(Excerpted records begins)

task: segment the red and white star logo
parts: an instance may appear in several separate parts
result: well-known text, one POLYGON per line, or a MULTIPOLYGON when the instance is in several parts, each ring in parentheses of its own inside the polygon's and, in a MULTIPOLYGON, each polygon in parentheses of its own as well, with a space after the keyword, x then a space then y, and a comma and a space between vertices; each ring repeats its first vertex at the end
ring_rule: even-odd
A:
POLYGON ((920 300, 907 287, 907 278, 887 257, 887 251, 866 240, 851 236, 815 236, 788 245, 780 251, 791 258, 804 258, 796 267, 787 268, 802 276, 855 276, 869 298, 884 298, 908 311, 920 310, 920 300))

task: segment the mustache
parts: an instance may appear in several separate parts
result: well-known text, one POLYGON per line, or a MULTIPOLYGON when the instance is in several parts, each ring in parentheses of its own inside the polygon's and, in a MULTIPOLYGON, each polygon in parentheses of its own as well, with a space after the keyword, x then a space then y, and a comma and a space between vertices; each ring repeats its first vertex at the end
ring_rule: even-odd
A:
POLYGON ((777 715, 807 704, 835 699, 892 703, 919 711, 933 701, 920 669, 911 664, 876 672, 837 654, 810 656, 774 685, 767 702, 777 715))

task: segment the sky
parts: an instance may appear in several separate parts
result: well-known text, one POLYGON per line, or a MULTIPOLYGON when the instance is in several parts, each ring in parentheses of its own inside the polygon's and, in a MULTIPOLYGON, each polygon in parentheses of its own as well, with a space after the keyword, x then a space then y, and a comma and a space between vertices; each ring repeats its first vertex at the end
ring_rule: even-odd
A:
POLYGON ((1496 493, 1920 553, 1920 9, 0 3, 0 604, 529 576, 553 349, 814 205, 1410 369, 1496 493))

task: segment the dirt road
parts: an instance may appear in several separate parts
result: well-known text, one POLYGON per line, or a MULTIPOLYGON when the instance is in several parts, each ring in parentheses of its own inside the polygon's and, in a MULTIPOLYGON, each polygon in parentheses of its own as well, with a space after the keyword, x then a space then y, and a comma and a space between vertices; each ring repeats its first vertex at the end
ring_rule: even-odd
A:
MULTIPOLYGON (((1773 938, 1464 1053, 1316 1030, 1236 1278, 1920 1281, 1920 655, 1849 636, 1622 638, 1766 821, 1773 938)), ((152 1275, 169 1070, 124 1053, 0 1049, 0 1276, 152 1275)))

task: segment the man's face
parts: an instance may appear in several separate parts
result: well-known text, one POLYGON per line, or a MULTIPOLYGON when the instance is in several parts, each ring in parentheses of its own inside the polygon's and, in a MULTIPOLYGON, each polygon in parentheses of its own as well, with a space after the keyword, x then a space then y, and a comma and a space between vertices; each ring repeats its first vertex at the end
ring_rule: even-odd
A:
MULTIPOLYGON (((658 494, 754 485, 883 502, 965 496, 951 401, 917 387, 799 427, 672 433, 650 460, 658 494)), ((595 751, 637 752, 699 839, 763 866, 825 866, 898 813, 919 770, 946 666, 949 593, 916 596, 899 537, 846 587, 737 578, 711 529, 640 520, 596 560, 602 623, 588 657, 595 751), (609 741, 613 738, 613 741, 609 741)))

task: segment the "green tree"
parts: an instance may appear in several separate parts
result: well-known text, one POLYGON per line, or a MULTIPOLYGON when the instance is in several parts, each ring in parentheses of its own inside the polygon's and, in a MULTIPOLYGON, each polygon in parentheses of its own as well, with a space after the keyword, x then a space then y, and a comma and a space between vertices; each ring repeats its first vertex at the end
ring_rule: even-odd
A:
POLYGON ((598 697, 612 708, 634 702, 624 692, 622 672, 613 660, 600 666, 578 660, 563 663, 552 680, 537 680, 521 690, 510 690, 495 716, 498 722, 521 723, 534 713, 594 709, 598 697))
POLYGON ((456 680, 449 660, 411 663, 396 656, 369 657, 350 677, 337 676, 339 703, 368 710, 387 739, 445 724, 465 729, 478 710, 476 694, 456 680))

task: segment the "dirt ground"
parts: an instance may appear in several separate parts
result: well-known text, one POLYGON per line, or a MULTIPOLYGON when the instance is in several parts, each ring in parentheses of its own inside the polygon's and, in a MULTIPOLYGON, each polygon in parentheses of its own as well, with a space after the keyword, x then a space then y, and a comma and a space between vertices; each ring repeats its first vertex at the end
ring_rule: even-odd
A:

(Excerpted records ends)

• **Problem requirements**
Restate the entries above. Match them exactly.

• **Task result**
task: segment the red and white star logo
parts: an instance may appear in several separate parts
result: well-known text, one POLYGON per line, or a MULTIPOLYGON when the instance is in several parts, each ring in parentheses of its own inside the polygon's and, in a MULTIPOLYGON, each polygon in parentheses of its own as well, with a space after the keyword, x then a space then y, and a comma and a space between vertices; each ring repeats its first vertex at the end
ring_rule: even-odd
A:
POLYGON ((920 300, 907 287, 907 278, 887 257, 887 251, 866 240, 851 236, 815 236, 788 245, 780 251, 791 258, 804 258, 796 267, 787 268, 802 276, 855 276, 869 298, 884 298, 908 311, 920 310, 920 300))

task: segment the mustache
parts: an instance may appear in several separate parts
result: well-known text, one POLYGON per line, or a MULTIPOLYGON when the instance is in several parts, each ring in parentheses of its own inside the polygon's and, in a MULTIPOLYGON, each polygon in parentheses of its own as well, with a space after the keyword, x then a space then y, and a comma and a space between vertices; each ring repeats its first vertex at the end
ring_rule: even-odd
A:
POLYGON ((777 715, 807 704, 835 699, 892 703, 919 711, 933 701, 920 669, 911 664, 876 672, 837 654, 810 656, 774 685, 767 702, 777 715))

task: segment the sky
parts: an instance may appear in several separate parts
result: well-known text, one POLYGON per line, or a MULTIPOLYGON when the instance is in several parts, each ring in parentheses of its own inside the polygon's and, in a MULTIPOLYGON, each polygon in parentheses of its own as well, with a space after the keyword, x then a space then y, and a comma and a space between vertices; each ring repeats its first vertex at the end
ring_rule: even-odd
A:
POLYGON ((1496 493, 1920 553, 1920 9, 0 3, 0 604, 529 576, 553 349, 814 205, 1410 369, 1496 493))

task: segment the dirt road
parts: an instance may appear in several separate parts
result: well-known text, one POLYGON per line, or a MULTIPOLYGON when the instance is in several parts, each ring in parentheses of its own inside the polygon's and, in a MULTIPOLYGON, each polygon in parentheses of its own as well, with a space after the keyword, x then a space then y, and a comma and a space between vertices; each ring repeats its first vertex at the end
ring_rule: even-odd
A:
MULTIPOLYGON (((1773 938, 1464 1053, 1316 1030, 1236 1278, 1920 1281, 1920 655, 1849 636, 1622 638, 1766 821, 1773 938)), ((152 1275, 169 1070, 124 1053, 0 1049, 0 1276, 152 1275)))

task: segment the man's face
parts: an instance may appear in several separate parts
result: well-known text, one POLYGON per line, or a MULTIPOLYGON when the instance is in several parts, each ring in parentheses of its own inside the polygon's and, in a MULTIPOLYGON, each polygon in parentheses of its own as well, with a space after the keyword, x then a space then y, and a comma and a space between vertices; each ring repeats its first vertex at the end
ring_rule: even-odd
A:
MULTIPOLYGON (((658 494, 754 485, 883 502, 965 496, 951 401, 917 387, 799 427, 672 433, 650 460, 658 494)), ((595 751, 637 752, 699 839, 763 866, 825 866, 898 813, 919 770, 946 666, 949 593, 916 596, 899 537, 846 587, 737 578, 711 529, 640 520, 596 560, 602 623, 588 657, 595 751), (609 741, 613 738, 613 741, 609 741)))

task: segment the "green tree"
parts: an instance may appear in several separate parts
result: well-known text, one POLYGON per line, or a MULTIPOLYGON when the instance is in several parts, each ring in parentheses of its own inside the polygon's and, in a MULTIPOLYGON, each polygon in parentheses of its own as well, with a space after the keyword, x then a space then y, and a comma and a space between vertices; each ring repeats its first vertex at the end
ring_rule: even-odd
A:
POLYGON ((598 697, 612 708, 634 702, 624 692, 622 672, 613 660, 600 666, 578 660, 563 663, 552 680, 537 680, 521 690, 510 690, 495 716, 498 722, 521 723, 534 713, 594 709, 598 697))
POLYGON ((456 680, 449 660, 411 663, 396 656, 369 657, 350 677, 337 676, 339 703, 368 710, 387 739, 445 724, 465 729, 478 710, 476 694, 456 680))

task: segment the "dirt ground"
parts: an instance may appear in several separate parts
result: well-known text, one POLYGON per line, or a MULTIPOLYGON when the instance is in several parts, each ring in parentheses of its own inside the polygon's and, in a MULTIPOLYGON, each polygon in parentheses of its own as well, with a space after the keyword, x then a space then y, and a comma and a space between vertices; each ring repeats its first vertex at the end
ring_rule: even-odd
A:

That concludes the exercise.